◆ **Stated exercise**:
Copy these lines word for word, starting at the line that contains "If you would be willing to tag the white stair" and ending with the last line.

## BEGIN

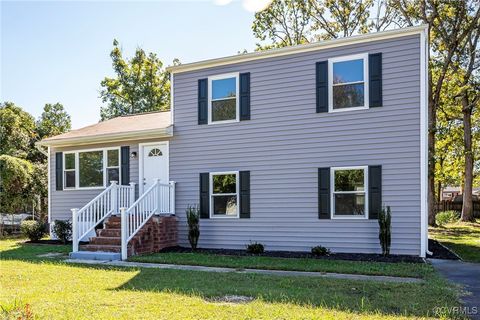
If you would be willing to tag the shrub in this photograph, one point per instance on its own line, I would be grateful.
(33, 230)
(320, 251)
(445, 217)
(255, 248)
(193, 220)
(63, 230)
(385, 236)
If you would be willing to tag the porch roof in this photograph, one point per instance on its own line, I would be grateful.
(123, 128)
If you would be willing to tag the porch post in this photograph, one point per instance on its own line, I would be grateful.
(74, 229)
(132, 194)
(123, 232)
(114, 197)
(172, 197)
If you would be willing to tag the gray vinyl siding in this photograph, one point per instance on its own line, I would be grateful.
(63, 201)
(286, 141)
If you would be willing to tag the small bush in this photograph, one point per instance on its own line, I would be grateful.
(255, 248)
(445, 217)
(63, 230)
(193, 220)
(33, 230)
(320, 251)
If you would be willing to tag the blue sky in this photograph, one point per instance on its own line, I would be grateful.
(59, 51)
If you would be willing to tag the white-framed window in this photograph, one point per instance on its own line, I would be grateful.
(348, 83)
(224, 194)
(223, 100)
(69, 170)
(349, 192)
(91, 169)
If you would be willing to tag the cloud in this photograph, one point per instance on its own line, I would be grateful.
(255, 5)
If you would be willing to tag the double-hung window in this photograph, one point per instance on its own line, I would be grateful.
(349, 192)
(223, 102)
(224, 194)
(348, 83)
(91, 168)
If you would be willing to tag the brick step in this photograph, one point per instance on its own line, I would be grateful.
(99, 247)
(116, 241)
(109, 232)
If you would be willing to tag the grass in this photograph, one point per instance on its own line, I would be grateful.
(49, 288)
(462, 238)
(417, 270)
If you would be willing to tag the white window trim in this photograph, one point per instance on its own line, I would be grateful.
(77, 168)
(235, 75)
(366, 102)
(211, 195)
(332, 192)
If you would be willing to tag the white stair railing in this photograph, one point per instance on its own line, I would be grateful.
(158, 199)
(108, 202)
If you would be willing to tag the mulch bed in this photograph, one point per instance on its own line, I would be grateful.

## END

◆ **Task output**:
If you would be willing to tag the white stair railing in this photograph, one point per instance on its own line, I would be grateful.
(158, 199)
(108, 202)
If you would be willing to tag the mulch bed in this photograph, one point per instance on its own line, I would be grateful.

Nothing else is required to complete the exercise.